[RECORDS FOR THIS EXERCISE Boundary: Start]
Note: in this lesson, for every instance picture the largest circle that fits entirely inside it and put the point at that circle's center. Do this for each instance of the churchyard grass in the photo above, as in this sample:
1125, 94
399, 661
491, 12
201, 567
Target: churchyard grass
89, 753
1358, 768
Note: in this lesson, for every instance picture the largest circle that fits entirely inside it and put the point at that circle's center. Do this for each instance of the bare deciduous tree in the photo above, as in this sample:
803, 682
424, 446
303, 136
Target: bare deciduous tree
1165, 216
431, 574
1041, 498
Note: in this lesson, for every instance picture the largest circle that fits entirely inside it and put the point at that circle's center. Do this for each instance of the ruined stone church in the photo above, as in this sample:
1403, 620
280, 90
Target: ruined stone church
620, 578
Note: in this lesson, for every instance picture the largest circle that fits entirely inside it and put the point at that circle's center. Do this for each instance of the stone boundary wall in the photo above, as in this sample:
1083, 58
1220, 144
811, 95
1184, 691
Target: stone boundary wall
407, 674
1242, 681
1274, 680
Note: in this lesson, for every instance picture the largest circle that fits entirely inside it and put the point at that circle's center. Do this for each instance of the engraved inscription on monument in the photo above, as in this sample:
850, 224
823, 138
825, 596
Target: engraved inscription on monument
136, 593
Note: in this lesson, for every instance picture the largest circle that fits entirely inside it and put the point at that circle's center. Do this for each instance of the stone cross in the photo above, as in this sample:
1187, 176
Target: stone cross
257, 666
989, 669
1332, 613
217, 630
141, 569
[RECORDS FOR THIS EXERCISE Boundary: End]
**WHAT THE TASK REQUIRES:**
Starting at the line with "of the engraved", retype each line through the final one in the data above, unchanged and with nothing added.

**FINISHED TASK:**
Note: in this lesson, for every instance picture the largest circle that fits entirely inside it and put the point at that circle's center. Do this for each instance of the engraved inscription on monument in the photo above, as in this sample:
850, 224
823, 138
825, 596
Target: engraved inscription on monument
136, 593
Note: in this lesson, for every instance picture the largest circle that fits entirely inside it and put the point at that circle's center. Do this for each instance of the stone cross in the photo above, as in this sample:
1187, 176
Target: stone cross
257, 666
989, 669
1332, 613
217, 630
141, 569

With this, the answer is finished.